Exercises to complete >>
- 1) In the forum thread about earning Amtrak Guest Rewards points, how many additional points per dollar does the BofA AGR credit card give?
- 2) Echo the records from the line containing "Note: mark the woman" through the final line of the records, both included.

Text block >>
*****

# Miles to Points.....?



## benny (Mar 24, 2016)

Is there a place where I can look up AGR points? Like a trip calculator of a chart? Do miles equal points?

How would I go about calculating the amount of points I am going to be racking up on a certain trip?

Thanks

Benny


----------



## AmtrakBlue (Mar 24, 2016)

benny said:


> Is there a place where I can look up AGR points? Like a trip calculator of a chart? Do miles equal points?
> 
> How would I go about calculating the amount of points I am going to be racking up on a certain trip?
> 
> ...


It's based on $$ spent. 2 pts per $ on Amtrak purchases.


----------



## TinCan782 (Mar 24, 2016)

AmtrakBlue said:


> benny said:
> 
> 
> > Is there a place where I can look up AGR points? Like a trip calculator of a chart? Do miles equal points?
> ...


If you have the BofA AGR credit card, an additional 3 points per dollar on top of Amtrak's 2 points per dollar.


----------



## the_traveler (Mar 25, 2016)

It's all based on the fare you paid when you bought your ticket. Someone who paid $326 will earn more AGR points than someone who paid $295 or $273 - even though they are all traveling the same distance.


----------



## KmH (Mar 25, 2016)

Get it straight from the horses mouth:

Amtrak Guest Rewards - EARN


----------

*****

Excerpted data >>
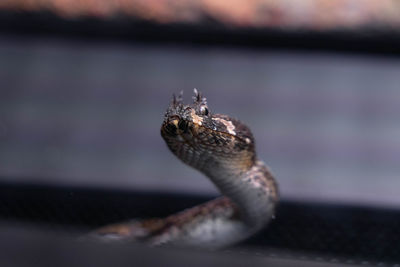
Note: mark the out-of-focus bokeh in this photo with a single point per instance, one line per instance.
(306, 14)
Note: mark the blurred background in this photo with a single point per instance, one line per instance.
(84, 86)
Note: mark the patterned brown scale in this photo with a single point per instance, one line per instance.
(223, 149)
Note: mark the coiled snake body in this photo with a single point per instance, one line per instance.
(223, 149)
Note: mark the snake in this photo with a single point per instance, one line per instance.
(223, 149)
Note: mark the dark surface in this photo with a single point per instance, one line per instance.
(61, 250)
(367, 40)
(347, 233)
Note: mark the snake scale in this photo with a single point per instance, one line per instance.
(223, 149)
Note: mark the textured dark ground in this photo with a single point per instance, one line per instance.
(307, 231)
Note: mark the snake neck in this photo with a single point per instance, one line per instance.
(254, 191)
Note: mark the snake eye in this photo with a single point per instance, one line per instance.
(171, 129)
(183, 125)
(204, 110)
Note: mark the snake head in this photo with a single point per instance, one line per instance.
(194, 133)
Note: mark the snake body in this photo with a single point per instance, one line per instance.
(223, 149)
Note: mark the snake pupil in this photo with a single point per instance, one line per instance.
(183, 125)
(171, 129)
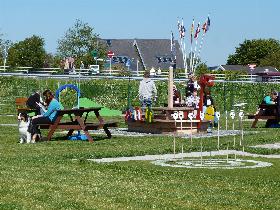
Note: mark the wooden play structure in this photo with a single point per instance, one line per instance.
(162, 117)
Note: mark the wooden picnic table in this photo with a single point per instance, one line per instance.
(77, 120)
(266, 112)
(168, 111)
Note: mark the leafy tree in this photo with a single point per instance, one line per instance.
(253, 51)
(29, 52)
(79, 41)
(272, 59)
(201, 69)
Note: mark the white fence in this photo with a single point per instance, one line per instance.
(121, 74)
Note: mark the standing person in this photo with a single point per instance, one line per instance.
(82, 66)
(176, 95)
(147, 91)
(270, 100)
(47, 118)
(66, 66)
(191, 85)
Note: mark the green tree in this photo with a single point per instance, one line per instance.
(253, 51)
(201, 69)
(79, 41)
(272, 59)
(29, 52)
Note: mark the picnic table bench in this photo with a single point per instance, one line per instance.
(77, 121)
(266, 112)
(21, 105)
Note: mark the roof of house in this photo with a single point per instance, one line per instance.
(157, 53)
(246, 68)
(150, 52)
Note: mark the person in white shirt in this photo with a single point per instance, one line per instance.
(147, 91)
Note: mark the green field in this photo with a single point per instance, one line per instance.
(45, 176)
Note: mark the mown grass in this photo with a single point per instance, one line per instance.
(45, 176)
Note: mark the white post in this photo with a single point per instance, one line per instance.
(5, 57)
(137, 67)
(226, 119)
(170, 88)
(218, 117)
(110, 65)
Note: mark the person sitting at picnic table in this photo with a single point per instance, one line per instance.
(47, 118)
(193, 100)
(191, 85)
(270, 100)
(176, 95)
(147, 91)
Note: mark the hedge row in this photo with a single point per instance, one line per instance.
(114, 93)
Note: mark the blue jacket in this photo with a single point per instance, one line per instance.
(268, 100)
(52, 109)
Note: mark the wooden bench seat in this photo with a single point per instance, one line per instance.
(21, 105)
(262, 114)
(70, 126)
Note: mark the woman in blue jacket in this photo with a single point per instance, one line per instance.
(47, 118)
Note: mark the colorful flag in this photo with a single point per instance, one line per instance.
(182, 30)
(172, 43)
(192, 29)
(179, 25)
(206, 25)
(197, 31)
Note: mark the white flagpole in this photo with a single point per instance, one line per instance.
(202, 39)
(194, 55)
(191, 57)
(195, 48)
(199, 50)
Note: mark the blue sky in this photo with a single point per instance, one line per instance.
(232, 21)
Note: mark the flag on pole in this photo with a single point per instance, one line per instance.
(178, 25)
(197, 31)
(172, 43)
(192, 29)
(182, 30)
(206, 25)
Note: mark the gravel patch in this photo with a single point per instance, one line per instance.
(268, 146)
(182, 155)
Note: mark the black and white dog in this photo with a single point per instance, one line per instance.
(23, 123)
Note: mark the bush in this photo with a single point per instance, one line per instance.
(114, 93)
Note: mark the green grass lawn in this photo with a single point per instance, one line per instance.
(45, 176)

*****

Expected responses >>
- 1) 3 points per dollar, on top of Amtrak's 2 points per dollar.

- 2)
Note: mark the woman in blue jacket in this photo with a single point per instance, one line per instance.
(47, 118)
Note: mark the colorful flag in this photo with a single point per instance, one line per instance.
(182, 30)
(172, 43)
(192, 29)
(179, 25)
(206, 25)
(197, 31)
Note: mark the white flagpole in this photo with a single point per instance, one line per instance.
(202, 39)
(194, 55)
(191, 57)
(195, 48)
(199, 50)
Note: mark the blue sky in this photo with a single point per instance, one line per instance.
(232, 21)
Note: mark the flag on pole in this photo with a single point per instance, one line per instance.
(178, 25)
(197, 31)
(172, 43)
(192, 29)
(182, 30)
(206, 25)
Note: mark the gravel patch in this photo with a single point per instance, one line per instance.
(268, 146)
(182, 155)
Note: mark the black and white dog in this photo with a single point per instance, one line per instance.
(23, 123)
Note: mark the bush in this photo with a single point per instance, one line per instance.
(114, 93)
Note: mark the green grass lawn in this photo with a single point per instance, one line per instance.
(45, 176)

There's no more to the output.